## Texto de origem
------------------------------------------------------------------------

Da escritora Graziela Veiga


                                               
MEMÓRIAS DO SISMO DE 1980, VIVIDO NA PRIMEIRA PESSOA! (eu)   

Naquele dia, 1 de Janeiro de 1980, amanhecera  um dia calmo, sem grandes sobressaltos, pois a passagem de ano tinha decorrido com normalidade em nossa casa, como prática do costume daquela época. 
Eu e o meu pai andávamos constipados. O meu pai encontrava-se de cama há mais de uma semana, com febre. 
Na manhã desse dia, levantei-me cedo e fui com a minha mãe à Celebração da Missa às sete horas. Logo que chegamos a casa, a minha mãe sugeriu a meu pai que se levantasse e tomasse banho, pois já se encontrava com melhoras, e também para evitar estar sempre na cama, por não ser benéfico. E assim foi. 
Eu, que me encontrava também constipada e com uma pequena crise de asma, voltei a deitar-me depois do almoço. 
Era cerca das quinze horas, levantei-me. Lembro-me que lavei o rosto e sentei-me em frente a um psiché a pentear-me. Já passava das quinze e trinta, quando de repente, noto o espelho a tremer. Como já tinha passado por sismos, embora de pequena magnitude, deixei-me ficar, pensando que iria passar. Mas não. Continuava mais e mais... 
Aflita e desorientada, corri pelo corredor interior à casa, em direcção à cozinha, onde eu sabia encontrar-se o meu pai. Lembro-me que tive muita dificuldade no andar, pois o chão mexia e revirava-se, e além disso, a casa ruía toda à volta. Lá consegui chegar à cozinha e abracei o meu pai, onde permanecemos juntos até ao fim daquela destruição. Recordo que o meu pai me disse que era o fim, pois dali não escaparíamos. Por milagre, olhámos à volta e já tinha parado. E por incrível que pareça, eu e meu pai ficáramos intactos, no meio da cozinha, abraçados e a vermos o exterior, pois toda a casa estava em ruínas, excepto o círculo em que nós estávamos. Acredito ter sido um milagre. E outros aconteceram...
Passados uns minutos, lembrei-me da minha mãe que tinha ido ao quintal. Falei a meu pai nela, ao que ele me respondeu que da forma que as coisas estavam, certamente estaria morta, uma vez que as duas casas que tínhamos e atafona, tinham ficado caídas. 
Havia um denso fumo que brotava da terra. Uma espécie de ruído indescritível. Gritos, lamentos. Por momentos, fez-se silêncio. As pessoas estavam atónitas. 
Ao fim de alguns minutos, saí por cima dos escombros, com o meu pai e vimos a minha mãe cercada de pedra numa espécie de círculo, também ela intacta, com tudo caído à sua volta. Impressionante! 
Visto que nós estávamos bem, restava saber da família, ou seja, dos meus outros cinco irmãos, dispersos. E em pouco tempo, vieram ter ao sítio onde moravam, e a minha mãe foi recebendo um por um, dando graças a Deus, pois estávamos todos salvos. Essa era a sua maior preocupação. Os bens materiais, naquele momento, deixaram de ter qualquer importância.

------------------------------------------------------------------------

## Entradas apresentadas
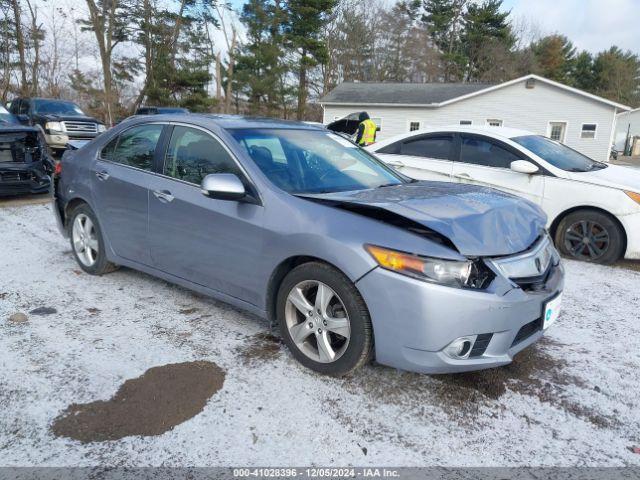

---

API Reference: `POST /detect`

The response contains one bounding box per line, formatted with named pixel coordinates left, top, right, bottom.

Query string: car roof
left=373, top=125, right=538, bottom=150
left=127, top=113, right=324, bottom=131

------------------------------------------------------------------------

## A fazer
Substitua "sete horas" por "oito horas" e reproduza o trecho das memórias do sismo de 1980 que começa com as palavras "Na manhã desse" e termina com "E assim foi.".

## Solução do exercício
Na manhã desse dia, levantei-me cedo e fui com a minha mãe à Celebração da Missa às oito horas. Logo que chegamos a casa, a minha mãe sugeriu a meu pai que se levantasse e tomasse banho, pois já se encontrava com melhoras, e também para evitar estar sempre na cama, por não ser benéfico. E assim foi.